Stated problem: Please count the lines of the records below that contain the string "edges" and give only that number.

Outline records
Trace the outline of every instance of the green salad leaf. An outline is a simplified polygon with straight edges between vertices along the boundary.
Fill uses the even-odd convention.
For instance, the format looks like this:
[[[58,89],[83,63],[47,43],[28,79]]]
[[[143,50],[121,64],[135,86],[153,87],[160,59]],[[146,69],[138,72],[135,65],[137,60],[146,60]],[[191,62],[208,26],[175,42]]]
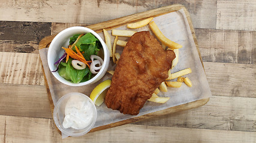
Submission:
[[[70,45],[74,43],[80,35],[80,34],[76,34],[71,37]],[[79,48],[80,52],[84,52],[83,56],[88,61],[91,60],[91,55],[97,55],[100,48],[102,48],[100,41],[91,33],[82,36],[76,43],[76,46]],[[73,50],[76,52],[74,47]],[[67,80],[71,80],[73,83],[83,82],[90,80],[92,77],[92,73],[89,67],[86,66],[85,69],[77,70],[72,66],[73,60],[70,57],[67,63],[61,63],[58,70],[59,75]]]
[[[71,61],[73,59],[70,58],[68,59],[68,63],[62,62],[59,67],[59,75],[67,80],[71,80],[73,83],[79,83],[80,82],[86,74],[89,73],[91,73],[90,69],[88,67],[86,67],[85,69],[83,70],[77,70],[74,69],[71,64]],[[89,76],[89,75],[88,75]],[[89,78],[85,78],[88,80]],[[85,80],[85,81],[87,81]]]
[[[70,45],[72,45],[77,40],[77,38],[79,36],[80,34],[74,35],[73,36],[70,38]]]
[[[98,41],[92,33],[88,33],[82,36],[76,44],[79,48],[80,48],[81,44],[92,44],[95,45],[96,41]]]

---

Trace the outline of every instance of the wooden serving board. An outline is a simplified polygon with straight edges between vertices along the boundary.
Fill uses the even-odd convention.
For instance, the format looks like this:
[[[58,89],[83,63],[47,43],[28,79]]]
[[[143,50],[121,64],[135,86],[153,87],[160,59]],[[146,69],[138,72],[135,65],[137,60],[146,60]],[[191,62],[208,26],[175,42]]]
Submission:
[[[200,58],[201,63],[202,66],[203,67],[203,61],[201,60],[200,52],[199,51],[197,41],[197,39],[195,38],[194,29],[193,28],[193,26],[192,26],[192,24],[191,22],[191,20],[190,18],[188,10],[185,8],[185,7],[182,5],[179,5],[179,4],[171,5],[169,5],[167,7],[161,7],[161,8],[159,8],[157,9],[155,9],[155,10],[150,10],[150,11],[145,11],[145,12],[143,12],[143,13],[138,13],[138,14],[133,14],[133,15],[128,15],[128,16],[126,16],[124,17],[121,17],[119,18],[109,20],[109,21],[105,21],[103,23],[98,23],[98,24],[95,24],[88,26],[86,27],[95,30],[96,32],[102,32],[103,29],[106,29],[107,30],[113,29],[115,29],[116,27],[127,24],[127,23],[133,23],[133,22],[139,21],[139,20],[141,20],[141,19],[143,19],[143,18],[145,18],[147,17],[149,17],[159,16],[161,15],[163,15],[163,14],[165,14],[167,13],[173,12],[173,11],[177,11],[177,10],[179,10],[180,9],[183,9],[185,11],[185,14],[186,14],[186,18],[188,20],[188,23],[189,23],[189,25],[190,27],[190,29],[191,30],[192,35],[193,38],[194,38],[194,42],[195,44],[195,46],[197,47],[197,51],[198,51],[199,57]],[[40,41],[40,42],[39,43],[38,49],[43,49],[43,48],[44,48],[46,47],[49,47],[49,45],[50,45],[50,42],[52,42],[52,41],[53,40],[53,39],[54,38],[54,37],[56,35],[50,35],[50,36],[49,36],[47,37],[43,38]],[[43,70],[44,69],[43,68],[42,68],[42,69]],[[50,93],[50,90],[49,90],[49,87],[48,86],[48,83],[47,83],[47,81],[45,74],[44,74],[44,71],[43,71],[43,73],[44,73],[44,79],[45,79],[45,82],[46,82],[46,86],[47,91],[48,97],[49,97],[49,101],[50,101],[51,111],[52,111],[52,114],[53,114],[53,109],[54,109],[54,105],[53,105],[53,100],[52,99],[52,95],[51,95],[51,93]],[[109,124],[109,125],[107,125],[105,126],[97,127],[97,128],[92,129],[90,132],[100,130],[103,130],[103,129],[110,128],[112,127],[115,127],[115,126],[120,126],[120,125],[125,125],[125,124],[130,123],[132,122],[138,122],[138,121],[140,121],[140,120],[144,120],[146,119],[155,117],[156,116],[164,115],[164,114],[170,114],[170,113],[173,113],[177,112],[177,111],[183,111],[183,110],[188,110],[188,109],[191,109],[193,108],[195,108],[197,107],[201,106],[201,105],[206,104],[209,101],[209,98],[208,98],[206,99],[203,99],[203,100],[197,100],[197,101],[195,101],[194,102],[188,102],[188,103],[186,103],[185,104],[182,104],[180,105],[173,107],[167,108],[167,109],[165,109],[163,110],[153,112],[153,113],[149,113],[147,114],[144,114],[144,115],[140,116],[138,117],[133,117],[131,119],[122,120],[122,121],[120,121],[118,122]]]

Answer for this exercise: 2